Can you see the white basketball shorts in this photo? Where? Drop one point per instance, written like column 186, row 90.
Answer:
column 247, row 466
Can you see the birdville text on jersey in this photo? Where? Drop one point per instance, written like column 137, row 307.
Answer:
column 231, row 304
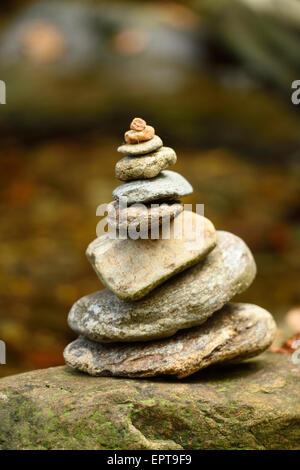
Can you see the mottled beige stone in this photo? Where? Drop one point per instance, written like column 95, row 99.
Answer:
column 135, row 137
column 166, row 186
column 143, row 147
column 147, row 166
column 141, row 216
column 236, row 332
column 186, row 300
column 133, row 268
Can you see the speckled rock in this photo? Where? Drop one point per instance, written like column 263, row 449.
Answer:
column 131, row 268
column 236, row 332
column 144, row 147
column 141, row 216
column 167, row 185
column 147, row 166
column 186, row 300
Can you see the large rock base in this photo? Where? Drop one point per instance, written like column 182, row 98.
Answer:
column 254, row 405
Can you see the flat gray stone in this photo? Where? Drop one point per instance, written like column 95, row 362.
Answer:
column 143, row 147
column 131, row 268
column 140, row 216
column 146, row 166
column 167, row 185
column 236, row 332
column 186, row 300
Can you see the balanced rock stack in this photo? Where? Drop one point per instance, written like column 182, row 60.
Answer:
column 165, row 309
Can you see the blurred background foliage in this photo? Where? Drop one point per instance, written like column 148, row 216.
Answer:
column 213, row 76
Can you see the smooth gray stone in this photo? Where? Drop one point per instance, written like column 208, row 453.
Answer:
column 145, row 166
column 236, row 332
column 183, row 301
column 167, row 185
column 142, row 148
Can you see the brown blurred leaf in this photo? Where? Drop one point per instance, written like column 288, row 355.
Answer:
column 293, row 318
column 289, row 346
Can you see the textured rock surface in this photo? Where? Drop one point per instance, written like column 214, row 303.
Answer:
column 144, row 147
column 133, row 268
column 139, row 215
column 147, row 166
column 236, row 332
column 253, row 405
column 186, row 300
column 135, row 137
column 167, row 185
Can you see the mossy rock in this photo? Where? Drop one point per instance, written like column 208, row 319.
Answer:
column 254, row 405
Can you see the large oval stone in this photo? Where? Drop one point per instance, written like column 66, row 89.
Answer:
column 236, row 332
column 145, row 166
column 186, row 300
column 131, row 268
column 167, row 185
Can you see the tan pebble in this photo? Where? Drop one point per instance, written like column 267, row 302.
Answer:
column 134, row 137
column 138, row 124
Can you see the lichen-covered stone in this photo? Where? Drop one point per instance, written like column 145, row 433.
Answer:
column 236, row 332
column 142, row 148
column 186, row 300
column 254, row 405
column 132, row 268
column 167, row 185
column 146, row 166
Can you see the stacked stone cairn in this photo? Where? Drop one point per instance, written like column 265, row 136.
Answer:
column 166, row 307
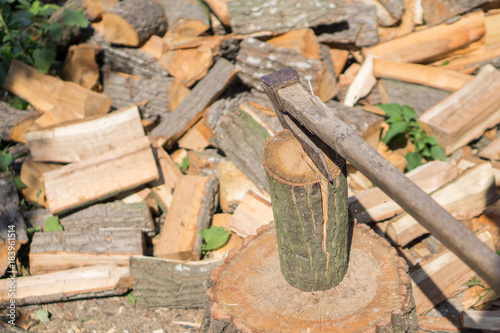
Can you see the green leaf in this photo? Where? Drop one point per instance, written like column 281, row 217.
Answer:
column 413, row 160
column 438, row 153
column 44, row 59
column 394, row 130
column 75, row 17
column 52, row 224
column 42, row 315
column 392, row 109
column 215, row 237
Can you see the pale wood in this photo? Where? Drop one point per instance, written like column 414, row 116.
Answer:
column 425, row 75
column 233, row 186
column 71, row 284
column 464, row 197
column 467, row 113
column 80, row 66
column 373, row 205
column 375, row 289
column 439, row 277
column 252, row 213
column 177, row 238
column 85, row 139
column 58, row 100
column 425, row 44
column 126, row 166
column 56, row 251
column 482, row 320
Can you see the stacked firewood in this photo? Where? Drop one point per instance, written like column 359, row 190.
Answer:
column 155, row 130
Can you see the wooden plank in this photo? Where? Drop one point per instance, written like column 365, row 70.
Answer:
column 70, row 284
column 80, row 183
column 464, row 197
column 87, row 138
column 57, row 99
column 467, row 113
column 428, row 43
column 420, row 74
column 56, row 251
column 191, row 109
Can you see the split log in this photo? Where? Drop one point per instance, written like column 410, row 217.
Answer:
column 437, row 11
column 58, row 100
column 360, row 28
column 431, row 42
column 178, row 236
column 254, row 17
column 12, row 227
column 481, row 320
column 257, row 58
column 61, row 250
column 85, row 139
column 241, row 131
column 373, row 205
column 266, row 302
column 80, row 66
column 171, row 283
column 464, row 197
column 191, row 109
column 439, row 277
column 310, row 214
column 233, row 186
column 420, row 74
column 126, row 166
column 9, row 118
column 125, row 25
column 467, row 113
column 252, row 213
column 67, row 285
column 126, row 90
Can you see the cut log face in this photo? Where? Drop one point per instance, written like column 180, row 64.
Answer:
column 375, row 294
column 312, row 224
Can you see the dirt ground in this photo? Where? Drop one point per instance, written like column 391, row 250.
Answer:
column 113, row 315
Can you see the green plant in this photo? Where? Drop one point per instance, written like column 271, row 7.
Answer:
column 215, row 237
column 27, row 33
column 404, row 126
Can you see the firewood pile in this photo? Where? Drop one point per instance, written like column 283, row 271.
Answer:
column 155, row 127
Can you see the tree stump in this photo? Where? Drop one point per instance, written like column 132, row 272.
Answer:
column 249, row 293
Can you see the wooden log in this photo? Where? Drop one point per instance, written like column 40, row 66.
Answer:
column 80, row 66
column 360, row 28
column 85, row 139
column 171, row 283
column 70, row 284
column 431, row 42
column 58, row 100
column 242, row 131
column 124, row 25
column 124, row 167
column 254, row 17
column 268, row 303
column 149, row 94
column 454, row 125
column 439, row 277
column 464, row 197
column 481, row 320
column 61, row 250
column 257, row 58
column 191, row 109
column 373, row 205
column 12, row 227
column 177, row 238
column 310, row 232
column 420, row 74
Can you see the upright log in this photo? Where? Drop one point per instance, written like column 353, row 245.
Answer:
column 312, row 225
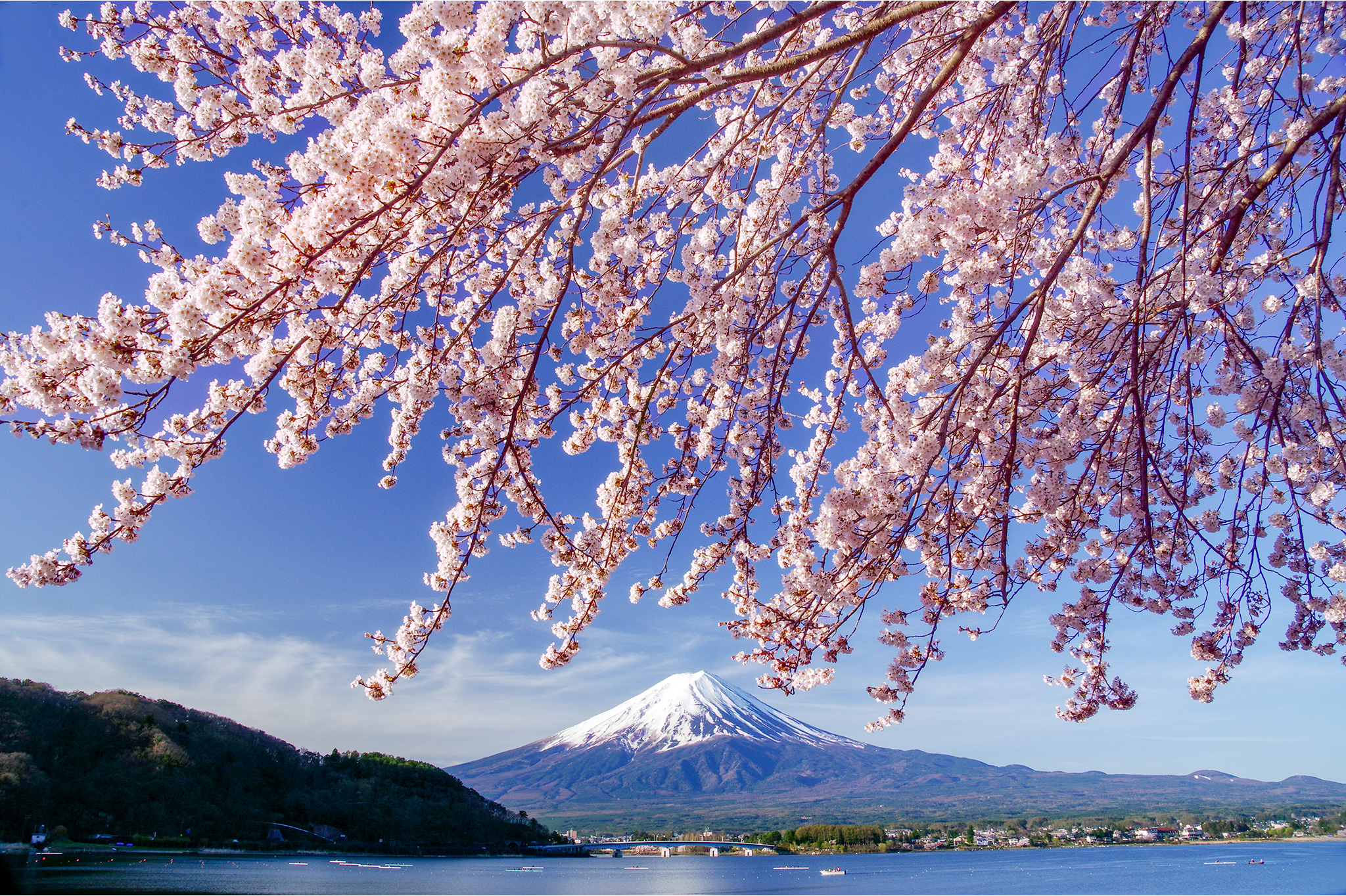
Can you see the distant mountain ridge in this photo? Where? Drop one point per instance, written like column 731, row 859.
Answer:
column 697, row 747
column 691, row 708
column 120, row 765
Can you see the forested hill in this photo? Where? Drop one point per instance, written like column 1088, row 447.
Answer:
column 119, row 763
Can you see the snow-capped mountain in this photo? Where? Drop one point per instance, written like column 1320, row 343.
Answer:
column 696, row 748
column 687, row 709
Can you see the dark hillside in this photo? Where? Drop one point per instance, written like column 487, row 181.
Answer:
column 119, row 763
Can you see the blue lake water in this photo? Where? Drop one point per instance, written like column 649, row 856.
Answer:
column 1290, row 868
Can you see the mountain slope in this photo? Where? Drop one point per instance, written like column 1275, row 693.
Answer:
column 118, row 763
column 696, row 747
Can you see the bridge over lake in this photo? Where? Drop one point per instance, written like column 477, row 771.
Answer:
column 665, row 847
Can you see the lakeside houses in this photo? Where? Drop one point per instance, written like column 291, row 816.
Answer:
column 1014, row 834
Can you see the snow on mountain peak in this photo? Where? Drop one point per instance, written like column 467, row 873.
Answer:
column 688, row 708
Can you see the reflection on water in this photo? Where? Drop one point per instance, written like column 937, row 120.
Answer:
column 1217, row 868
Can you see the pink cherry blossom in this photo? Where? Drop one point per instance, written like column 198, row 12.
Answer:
column 517, row 218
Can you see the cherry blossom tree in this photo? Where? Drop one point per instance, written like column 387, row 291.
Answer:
column 628, row 223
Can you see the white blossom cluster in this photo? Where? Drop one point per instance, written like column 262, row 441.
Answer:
column 525, row 221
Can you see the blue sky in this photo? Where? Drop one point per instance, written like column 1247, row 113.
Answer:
column 249, row 598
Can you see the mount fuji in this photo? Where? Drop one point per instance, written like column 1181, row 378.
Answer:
column 695, row 748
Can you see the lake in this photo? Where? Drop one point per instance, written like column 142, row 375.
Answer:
column 1290, row 868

PROBLEMA A RESOLVER: Transcribe sin cambios, por favor, las líneas que van desde la que contiene "Can you see the snow on" hasta la que contiene "column 1217, row 868", ambas incluidas.

RESPUESTA DEL EJERCICIO:
Can you see the snow on mountain peak in this photo? Where? Drop one point per instance, written like column 467, row 873.
Answer:
column 688, row 708
Can you see the reflection on water in this photo? Where? Drop one point per instance, written like column 937, row 120.
Answer:
column 1217, row 868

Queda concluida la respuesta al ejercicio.